- [Exercise task a]: Filter the listing below to the lines that contain the string "grass", and copy each of those lines. Matching is case-sensitive.

- [Document excerpt]:
===============

What’s your core scientific interest?

My core scientific interest is computer-aided molecular design (CAMD). I am keen on improving the performance of designed molecules by integrating appropriate techniques into the CAMD framework. For example, during my PhD I (with my supervisors) develop an enhanced solvent design methodology named DoE-QM-CAMD. We employ quantum mechanical calculations and model-based design of experiments to develop surrogate models that are both accurate and fast to better design solvent molecules for optimal reaction kinetics.

How did the IMSE MRes prepare you for what you do now?

IMSE MRes taught me how to think across different scales (e.g., molecular scale and process scale) and helped me to look at what I had learnt during my undergraduate at a higher level. I learnt how we can integrate our knowledge of one problem at different scales into decision-making. These are pretty much what I need in my everyday work.

I love the course as a whole but I think the industrial placement is especially useful as one of the features of this course. The industrial placement was very nice opportunity for me to know what’s it like to work in one of the world-leading agricultural companies (I went to Syngenta) and what’s the gap between academia and industry. The experience also helped me to plan my next step after MRes.

What is a typical day like for you in your current work?

I usually get to my office around 10 in the morning. I start my work by checking my mailbox. After that I often check the results of the computational tasks that I submit to the HPC (high-performance computing cluster) in the previous day and submit some new tasks. Then I spend the rest of the morning reading papers/books. At 12, I have lunch with my colleagues in the common room (I love the Japanese food in Kimiko). It is sometimes followed by a coffee break. In the afternoon, I often have a seminar or a meeting (with my supervisors and/or industrial collaborators and/or other colleagues).  And I usually have around 3-hour focus time in the afternoon to make progress in in my project (e.g., coding, running simulations, analysing data etc.). I finish my work around 6 pm.

What attracted you to this work?

Doing research greatly satisfies my curiosity and helps me build my self-worth. It feels really good to understand and explain macroscopic phenomena at a molecular level using elegant models/theories that can be both simple and sophisticated. And it feels even better knowing that the knowledge I produce is valuable and could be (hopefully in the future it will be) beneficial to many people in the world (in an indirect way though).

Do you know what you want to do next?

I would like to continue to work as a researcher after my PhD. I am more inclined to stay in academia, so perhaps to work as a postdoc after graduation. And hopefully I will be able to get a faculty position in a university at some point.

===============

- [Exercise task b]: Condense the paragraph of the interview above that begins "I usually get to my office" into a bulleted list that keeps its main facts.

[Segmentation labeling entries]
===============

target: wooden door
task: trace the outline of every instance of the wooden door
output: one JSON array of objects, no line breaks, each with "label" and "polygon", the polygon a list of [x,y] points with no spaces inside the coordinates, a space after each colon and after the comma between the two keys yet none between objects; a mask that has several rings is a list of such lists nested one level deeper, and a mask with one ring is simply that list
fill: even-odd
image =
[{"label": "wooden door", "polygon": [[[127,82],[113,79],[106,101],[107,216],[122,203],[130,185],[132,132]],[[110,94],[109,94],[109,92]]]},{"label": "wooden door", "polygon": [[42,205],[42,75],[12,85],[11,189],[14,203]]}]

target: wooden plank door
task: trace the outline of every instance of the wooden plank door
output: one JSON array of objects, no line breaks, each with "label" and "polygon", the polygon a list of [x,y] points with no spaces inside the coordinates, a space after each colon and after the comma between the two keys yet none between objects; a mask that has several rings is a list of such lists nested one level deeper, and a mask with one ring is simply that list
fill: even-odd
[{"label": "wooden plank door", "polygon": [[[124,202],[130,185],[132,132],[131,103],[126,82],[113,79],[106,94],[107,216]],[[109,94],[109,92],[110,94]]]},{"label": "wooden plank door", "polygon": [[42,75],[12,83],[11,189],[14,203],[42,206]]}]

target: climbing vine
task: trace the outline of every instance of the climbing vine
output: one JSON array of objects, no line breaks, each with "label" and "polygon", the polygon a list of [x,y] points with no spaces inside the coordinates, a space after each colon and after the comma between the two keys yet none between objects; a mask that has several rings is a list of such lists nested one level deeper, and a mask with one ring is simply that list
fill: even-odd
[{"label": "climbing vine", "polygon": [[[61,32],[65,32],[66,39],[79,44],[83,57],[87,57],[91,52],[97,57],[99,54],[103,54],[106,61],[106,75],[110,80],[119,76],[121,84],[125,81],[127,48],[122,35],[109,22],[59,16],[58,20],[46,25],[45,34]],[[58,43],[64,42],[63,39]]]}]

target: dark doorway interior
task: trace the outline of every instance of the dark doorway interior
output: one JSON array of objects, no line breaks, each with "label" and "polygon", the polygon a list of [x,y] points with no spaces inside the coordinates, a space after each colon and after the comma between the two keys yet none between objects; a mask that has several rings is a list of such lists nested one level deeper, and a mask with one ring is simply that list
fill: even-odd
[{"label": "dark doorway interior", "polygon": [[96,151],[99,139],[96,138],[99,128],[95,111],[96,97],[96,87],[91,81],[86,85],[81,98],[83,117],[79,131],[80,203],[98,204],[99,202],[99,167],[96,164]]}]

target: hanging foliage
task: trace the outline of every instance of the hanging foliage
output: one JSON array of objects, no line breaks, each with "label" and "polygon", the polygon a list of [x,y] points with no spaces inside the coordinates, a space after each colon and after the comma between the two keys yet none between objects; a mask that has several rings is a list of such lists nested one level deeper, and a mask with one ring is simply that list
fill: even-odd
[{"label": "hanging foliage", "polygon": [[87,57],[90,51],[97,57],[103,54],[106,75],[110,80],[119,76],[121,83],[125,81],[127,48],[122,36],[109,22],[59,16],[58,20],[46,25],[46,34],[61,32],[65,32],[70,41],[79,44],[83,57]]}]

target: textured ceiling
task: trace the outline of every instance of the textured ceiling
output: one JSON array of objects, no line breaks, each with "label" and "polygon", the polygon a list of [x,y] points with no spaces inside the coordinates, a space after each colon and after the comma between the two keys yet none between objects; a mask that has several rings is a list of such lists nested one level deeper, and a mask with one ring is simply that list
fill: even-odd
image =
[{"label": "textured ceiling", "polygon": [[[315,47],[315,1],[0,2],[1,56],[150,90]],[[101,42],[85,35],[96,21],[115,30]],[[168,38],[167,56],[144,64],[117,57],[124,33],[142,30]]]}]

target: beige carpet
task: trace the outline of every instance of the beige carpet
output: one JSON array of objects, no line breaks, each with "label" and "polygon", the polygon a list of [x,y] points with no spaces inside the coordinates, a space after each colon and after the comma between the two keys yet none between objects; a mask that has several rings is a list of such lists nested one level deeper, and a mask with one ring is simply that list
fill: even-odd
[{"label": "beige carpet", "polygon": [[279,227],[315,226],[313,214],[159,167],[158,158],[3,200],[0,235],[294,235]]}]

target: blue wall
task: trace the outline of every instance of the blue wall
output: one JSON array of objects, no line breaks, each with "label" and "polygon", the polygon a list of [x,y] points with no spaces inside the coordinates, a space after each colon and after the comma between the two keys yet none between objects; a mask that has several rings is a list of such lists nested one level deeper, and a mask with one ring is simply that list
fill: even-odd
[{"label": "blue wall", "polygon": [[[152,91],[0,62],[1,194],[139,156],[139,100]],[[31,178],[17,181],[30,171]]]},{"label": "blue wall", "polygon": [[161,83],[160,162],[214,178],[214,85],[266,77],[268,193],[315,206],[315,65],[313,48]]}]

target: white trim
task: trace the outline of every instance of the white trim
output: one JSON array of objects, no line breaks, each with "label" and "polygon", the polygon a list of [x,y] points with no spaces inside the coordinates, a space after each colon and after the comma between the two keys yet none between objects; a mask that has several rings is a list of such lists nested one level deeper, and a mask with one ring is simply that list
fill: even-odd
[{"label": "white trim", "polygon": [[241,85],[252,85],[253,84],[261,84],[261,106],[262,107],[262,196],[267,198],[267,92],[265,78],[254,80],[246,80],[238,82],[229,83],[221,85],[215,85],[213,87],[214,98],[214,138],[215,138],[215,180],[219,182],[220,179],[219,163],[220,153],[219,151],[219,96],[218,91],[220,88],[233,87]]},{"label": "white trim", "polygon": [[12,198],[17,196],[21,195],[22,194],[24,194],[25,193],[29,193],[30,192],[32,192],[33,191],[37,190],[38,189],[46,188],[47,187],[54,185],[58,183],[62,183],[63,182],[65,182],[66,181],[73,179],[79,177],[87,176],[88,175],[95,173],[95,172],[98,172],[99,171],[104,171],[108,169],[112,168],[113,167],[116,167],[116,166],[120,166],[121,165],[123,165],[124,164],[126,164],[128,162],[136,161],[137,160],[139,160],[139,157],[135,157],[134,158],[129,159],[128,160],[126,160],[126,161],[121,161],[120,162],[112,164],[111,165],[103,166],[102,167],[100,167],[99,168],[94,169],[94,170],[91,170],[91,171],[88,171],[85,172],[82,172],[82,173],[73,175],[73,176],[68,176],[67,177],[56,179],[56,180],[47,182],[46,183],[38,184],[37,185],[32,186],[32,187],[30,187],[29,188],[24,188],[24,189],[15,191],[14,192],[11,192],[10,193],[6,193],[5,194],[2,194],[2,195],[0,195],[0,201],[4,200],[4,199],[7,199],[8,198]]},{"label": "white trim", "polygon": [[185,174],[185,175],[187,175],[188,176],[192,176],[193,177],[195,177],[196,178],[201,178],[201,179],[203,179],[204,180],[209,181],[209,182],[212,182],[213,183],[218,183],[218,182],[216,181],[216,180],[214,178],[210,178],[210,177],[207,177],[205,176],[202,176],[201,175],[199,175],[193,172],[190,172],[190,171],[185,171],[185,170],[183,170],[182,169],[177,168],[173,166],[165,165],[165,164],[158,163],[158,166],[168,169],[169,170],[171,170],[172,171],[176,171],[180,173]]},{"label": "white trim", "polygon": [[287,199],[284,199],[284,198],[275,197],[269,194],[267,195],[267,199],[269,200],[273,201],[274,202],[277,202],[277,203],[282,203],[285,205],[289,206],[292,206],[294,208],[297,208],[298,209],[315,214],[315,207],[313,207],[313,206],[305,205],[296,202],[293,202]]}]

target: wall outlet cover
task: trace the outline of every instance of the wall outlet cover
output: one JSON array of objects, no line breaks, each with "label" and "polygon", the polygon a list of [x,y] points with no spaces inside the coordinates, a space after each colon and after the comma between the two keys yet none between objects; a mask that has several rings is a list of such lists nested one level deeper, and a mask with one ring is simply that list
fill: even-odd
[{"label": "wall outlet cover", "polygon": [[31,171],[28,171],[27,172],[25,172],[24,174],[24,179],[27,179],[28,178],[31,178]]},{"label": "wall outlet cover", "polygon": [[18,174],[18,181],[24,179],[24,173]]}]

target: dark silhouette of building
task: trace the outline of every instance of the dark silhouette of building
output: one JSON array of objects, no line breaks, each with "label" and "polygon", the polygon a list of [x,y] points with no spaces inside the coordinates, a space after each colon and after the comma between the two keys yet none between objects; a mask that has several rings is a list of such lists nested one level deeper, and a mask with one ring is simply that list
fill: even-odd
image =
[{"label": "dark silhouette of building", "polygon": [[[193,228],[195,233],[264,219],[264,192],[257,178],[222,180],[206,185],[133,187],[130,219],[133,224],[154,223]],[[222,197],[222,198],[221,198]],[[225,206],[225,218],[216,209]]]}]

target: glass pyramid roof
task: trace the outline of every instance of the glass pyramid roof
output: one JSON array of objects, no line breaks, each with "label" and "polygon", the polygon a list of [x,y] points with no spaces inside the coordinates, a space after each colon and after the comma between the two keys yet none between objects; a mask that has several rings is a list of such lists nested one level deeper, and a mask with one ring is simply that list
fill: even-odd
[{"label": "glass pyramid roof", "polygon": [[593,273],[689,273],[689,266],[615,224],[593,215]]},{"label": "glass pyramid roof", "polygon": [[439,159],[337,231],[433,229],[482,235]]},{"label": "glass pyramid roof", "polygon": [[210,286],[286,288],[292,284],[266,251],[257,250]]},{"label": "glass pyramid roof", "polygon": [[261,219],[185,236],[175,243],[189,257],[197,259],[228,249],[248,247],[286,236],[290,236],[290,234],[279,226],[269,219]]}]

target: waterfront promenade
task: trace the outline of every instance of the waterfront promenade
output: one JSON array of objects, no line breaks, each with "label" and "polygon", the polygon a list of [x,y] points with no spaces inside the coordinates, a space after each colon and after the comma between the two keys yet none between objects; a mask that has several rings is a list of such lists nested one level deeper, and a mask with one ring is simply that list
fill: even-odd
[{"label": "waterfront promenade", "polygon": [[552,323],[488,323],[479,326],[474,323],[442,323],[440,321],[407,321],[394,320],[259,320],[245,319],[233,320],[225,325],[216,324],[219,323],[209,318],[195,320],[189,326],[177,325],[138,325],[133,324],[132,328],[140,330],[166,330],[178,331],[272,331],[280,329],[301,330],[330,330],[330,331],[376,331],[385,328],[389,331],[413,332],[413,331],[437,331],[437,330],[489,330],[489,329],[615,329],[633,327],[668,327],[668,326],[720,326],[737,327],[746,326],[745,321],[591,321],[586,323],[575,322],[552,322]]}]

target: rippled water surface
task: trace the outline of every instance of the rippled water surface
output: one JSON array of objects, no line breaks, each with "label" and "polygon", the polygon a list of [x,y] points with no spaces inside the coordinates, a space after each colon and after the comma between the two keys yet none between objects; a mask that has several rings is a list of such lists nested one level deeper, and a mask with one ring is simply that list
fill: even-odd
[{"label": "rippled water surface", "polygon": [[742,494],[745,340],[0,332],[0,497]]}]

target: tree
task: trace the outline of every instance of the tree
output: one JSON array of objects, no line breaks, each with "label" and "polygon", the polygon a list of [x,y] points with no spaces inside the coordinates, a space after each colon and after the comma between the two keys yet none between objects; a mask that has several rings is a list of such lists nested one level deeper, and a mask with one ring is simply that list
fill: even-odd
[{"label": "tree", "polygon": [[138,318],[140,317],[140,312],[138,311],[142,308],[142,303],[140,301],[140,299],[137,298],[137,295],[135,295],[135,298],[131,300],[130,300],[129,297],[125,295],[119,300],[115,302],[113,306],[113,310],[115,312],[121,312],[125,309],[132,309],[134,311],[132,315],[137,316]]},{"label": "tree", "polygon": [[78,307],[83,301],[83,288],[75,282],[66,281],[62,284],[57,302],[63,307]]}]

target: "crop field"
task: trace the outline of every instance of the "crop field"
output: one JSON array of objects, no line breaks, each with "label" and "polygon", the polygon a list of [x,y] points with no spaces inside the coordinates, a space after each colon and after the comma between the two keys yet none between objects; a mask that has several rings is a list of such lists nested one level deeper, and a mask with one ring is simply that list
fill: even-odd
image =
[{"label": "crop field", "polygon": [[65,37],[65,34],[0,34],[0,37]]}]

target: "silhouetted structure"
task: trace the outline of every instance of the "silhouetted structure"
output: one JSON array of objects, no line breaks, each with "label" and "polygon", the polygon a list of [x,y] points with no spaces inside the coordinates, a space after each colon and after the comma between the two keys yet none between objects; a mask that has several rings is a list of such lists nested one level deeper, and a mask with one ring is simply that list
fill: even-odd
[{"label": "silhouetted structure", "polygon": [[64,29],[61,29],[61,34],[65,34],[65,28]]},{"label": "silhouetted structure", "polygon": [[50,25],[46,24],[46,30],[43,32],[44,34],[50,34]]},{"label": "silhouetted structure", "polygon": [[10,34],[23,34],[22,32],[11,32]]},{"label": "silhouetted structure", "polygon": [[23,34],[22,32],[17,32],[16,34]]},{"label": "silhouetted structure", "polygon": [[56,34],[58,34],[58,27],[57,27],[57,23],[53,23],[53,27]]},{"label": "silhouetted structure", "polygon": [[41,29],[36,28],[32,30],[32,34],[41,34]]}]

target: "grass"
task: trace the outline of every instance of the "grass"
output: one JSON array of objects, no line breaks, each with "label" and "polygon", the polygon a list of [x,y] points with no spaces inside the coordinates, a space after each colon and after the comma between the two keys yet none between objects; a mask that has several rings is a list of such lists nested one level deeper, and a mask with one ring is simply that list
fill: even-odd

===============

- [Expected answer a]:
target: "grass"
task: trace the outline of every instance of the "grass"

- [Expected answer b]:
- Arrives at the office around 10 a.m. and starts by checking email.
- Checks the results of computational tasks submitted to the HPC (high-performance computing cluster) the previous day, then submits new ones.
- Spends the rest of the morning reading papers and books.
- Has lunch at 12 with colleagues in the common room, sometimes followed by a coffee break.
- Often has a seminar or a meeting in the afternoon with supervisors, industrial collaborators, or other colleagues.
- Usually has about three hours of afternoon focus time for project work such as coding, running simulations, and analyzing data.
- Finishes work around 6 p.m.